* **Supplied passage**
Many calculus survivors are left with nagging questions that haunt them their entire lives. While many turn to their therapists or religious leaders for answers, my niece searched at her uncle’s table. Now, though I am not a mathematician by profession, as I use mathematics to solve real-world problems, I happened to be available at the moment she began her existential search. “Shlomo, what is calculus used for anyway?” I began to wax poetically about all the myriad applications of integration and derivation. Suddenly, she interrupted my soliloquy with the real dagger she had been secreting in her cloak: “What possible use could you have had for the cross-product?” Unfortunately for dear Shaindy, her thrust was parried by a serendipitous act of providence: we had just used the cross-product in our development just that week.
As I have lamented numerous times in the past, one of the most challenging parts of my job is explaining to the business side why tasks they find trivial, so trivial that they are almost unnoticeable, are difficult for a mechanized being. One such task is page segmentation. When a human looks at a page of text, they can adroitly identify where paragraphs start and end, where the tables and forms are on a page, and which text is in which cell. Yet for a computer, life is a bit more complicated. Vision, a sense that we take for granted, is actually a really complex task for a computer. All the computer gets as input are numerical values, and from these it needs to reconstruct the immensely rich complexity of color, form, shape, and function. To illustrate my point, I will stick to a relatively simple application that we worked on recently: extracting text from forms.

* **Directions**
1. Reproduce verbatim the part of the passage on calculus and page segmentation that begins with the words containing "As I have lamented" and ends with "text from forms.".
2. Carry the passage on calculus and page segmentation forward from its final sentence.

* **Material provided**
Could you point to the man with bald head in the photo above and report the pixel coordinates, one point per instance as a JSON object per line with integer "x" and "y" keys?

* **Response list**
1.
As I have lamented numerous times in the past, one of the most challenging parts of my job is explaining to the business side why tasks they find trivial, so trivial that they are almost unnoticeable, are difficult for a mechanized being. One such task is page segmentation. When a human looks at a page of text, they can adroitly identify where paragraphs start and end, where the tables and forms are on a page, and which text is in which cell. Yet for a computer, life is a bit more complicated. Vision, a sense that we take for granted, is actually a really complex task for a computer. All the computer gets as input are numerical values, and from these it needs to reconstruct the immensely rich complexity of color, form, shape, and function. To illustrate my point, I will stick to a relatively simple application that we worked on recently: extracting text from forms.

2.
Let’s begin by breaking down the process into simple steps:
- Identifying the form on the page.
- Segmenting the form into its cells.
- Extracting the text from each cell.
- Identifying some logical ordering for the cell texts.
These steps give us a list of tasks, each of which needs to be dealt with separately.
Let us begin with the identification problem: how can the computer identify the form on the page? There are a variety of approaches to this problem:
- Deep Learning: train a model on a lot of images containing forms (ex. cats, cars); have the computer identify and confirm their existence, and then extract their location.
- Classical Computer Vision: Identify lines using a line detection algorithm ( e.g. Canny Edge Detection) and use the lines to reconstruct the position of a table.
These approaches each come with their trade-offs. Therefore, different practitioners, based on various considerations, choose different paths. We chose to attack this problem using the classical approach (after all, it is more fun. This plays more of a role in our decisions than we tell the business side). Using classical algorithms means that we need to solve the following subproblems (dizzy yet?):
- Find the lines.
- Filter out the lines that are not part of a table (they may be part of a character or a random crease on the page).
- Construct the boxes from the lines.
- Match the characters to their proper location.
- Do this all quickly.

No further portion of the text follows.